Requirement: Can you copy out, word for word, the lines of the entries below, starting with the line that contains "Task: locate the black blazer, a" and going on through the line that contains "<point>706,327</point>"?

Dataset rows:
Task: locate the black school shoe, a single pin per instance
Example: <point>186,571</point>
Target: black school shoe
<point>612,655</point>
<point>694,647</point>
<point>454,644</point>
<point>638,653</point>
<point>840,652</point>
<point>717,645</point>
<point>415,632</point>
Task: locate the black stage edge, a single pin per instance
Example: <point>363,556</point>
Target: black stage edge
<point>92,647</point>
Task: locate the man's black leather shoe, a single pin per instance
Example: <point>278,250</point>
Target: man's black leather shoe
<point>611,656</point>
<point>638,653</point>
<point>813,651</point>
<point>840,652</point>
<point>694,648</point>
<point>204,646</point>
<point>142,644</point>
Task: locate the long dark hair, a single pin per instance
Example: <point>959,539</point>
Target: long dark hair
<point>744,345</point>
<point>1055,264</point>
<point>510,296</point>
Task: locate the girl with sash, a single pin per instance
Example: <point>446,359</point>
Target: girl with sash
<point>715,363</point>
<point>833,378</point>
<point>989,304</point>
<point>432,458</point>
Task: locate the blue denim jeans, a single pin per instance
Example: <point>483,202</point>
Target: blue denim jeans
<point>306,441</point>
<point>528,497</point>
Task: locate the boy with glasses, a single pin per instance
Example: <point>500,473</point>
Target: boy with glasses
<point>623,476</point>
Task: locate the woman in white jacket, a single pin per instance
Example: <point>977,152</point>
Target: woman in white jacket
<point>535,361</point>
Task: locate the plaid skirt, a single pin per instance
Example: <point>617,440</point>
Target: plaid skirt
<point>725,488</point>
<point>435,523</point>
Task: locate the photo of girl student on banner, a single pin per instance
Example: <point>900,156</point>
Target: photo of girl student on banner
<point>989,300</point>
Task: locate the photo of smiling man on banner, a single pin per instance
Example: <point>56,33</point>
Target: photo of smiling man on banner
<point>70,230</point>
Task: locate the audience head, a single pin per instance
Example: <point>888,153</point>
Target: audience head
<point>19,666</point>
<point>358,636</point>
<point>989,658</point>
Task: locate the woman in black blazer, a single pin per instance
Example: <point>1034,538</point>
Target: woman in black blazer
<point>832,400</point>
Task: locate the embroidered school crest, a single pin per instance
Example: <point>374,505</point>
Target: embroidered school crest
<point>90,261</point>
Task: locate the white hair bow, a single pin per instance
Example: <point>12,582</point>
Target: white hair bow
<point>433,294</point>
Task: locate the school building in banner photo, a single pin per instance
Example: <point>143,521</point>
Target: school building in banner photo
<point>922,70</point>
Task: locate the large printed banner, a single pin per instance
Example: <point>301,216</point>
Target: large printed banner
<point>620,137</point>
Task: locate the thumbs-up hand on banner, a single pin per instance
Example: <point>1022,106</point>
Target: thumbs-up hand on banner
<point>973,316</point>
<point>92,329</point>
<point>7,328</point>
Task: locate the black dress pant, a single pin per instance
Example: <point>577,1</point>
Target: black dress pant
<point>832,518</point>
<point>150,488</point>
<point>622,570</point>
* * *
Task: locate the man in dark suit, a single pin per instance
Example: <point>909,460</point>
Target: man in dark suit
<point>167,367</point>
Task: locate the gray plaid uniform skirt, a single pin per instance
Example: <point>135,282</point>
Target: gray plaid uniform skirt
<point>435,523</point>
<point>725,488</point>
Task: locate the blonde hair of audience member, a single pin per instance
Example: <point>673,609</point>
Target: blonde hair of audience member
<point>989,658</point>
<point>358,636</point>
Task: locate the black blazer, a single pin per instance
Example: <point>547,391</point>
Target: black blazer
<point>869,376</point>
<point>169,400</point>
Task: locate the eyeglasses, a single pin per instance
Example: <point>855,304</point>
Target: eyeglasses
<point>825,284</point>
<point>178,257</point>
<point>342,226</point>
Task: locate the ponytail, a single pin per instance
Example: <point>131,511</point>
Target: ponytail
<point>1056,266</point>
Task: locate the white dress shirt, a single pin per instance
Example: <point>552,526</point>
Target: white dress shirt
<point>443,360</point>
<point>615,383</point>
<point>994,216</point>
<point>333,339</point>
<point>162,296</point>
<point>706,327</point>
==
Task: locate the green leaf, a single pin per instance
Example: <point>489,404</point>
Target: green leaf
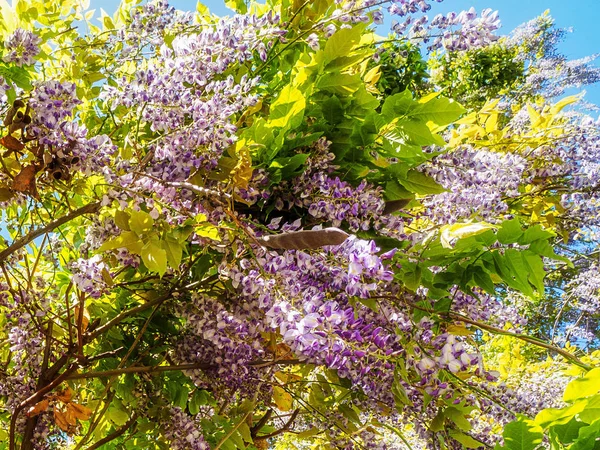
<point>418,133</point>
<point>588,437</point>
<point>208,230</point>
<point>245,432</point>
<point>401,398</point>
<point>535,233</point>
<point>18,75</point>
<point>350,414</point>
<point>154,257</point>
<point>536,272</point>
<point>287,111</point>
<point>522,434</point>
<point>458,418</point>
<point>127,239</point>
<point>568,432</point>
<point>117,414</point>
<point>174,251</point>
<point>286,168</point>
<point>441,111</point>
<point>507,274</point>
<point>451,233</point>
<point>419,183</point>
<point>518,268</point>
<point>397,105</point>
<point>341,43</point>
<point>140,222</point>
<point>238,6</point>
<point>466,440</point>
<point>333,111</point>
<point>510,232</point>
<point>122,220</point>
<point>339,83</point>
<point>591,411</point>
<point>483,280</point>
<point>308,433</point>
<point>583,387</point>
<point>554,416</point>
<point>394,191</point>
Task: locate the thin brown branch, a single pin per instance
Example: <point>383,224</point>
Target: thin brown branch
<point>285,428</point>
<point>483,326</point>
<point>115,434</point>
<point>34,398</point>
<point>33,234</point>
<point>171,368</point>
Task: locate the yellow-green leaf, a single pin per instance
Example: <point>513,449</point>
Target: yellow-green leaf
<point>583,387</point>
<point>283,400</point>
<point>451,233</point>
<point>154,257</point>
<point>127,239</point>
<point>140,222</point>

The response:
Task: locate the black blazer, a single pin per instance
Example: <point>547,391</point>
Target: black blazer
<point>869,376</point>
<point>169,400</point>
Task: locate the eyeglasses, a single pin per instance
Example: <point>855,304</point>
Target: eyeglasses
<point>825,284</point>
<point>178,257</point>
<point>342,226</point>
Task: locate the ponytail, a single pin per instance
Example: <point>131,511</point>
Target: ponytail
<point>1056,266</point>
Task: locate the white dress shirt, a single pin per instance
Example: <point>552,526</point>
Target: white dress shirt
<point>443,360</point>
<point>615,383</point>
<point>994,216</point>
<point>333,339</point>
<point>162,296</point>
<point>706,327</point>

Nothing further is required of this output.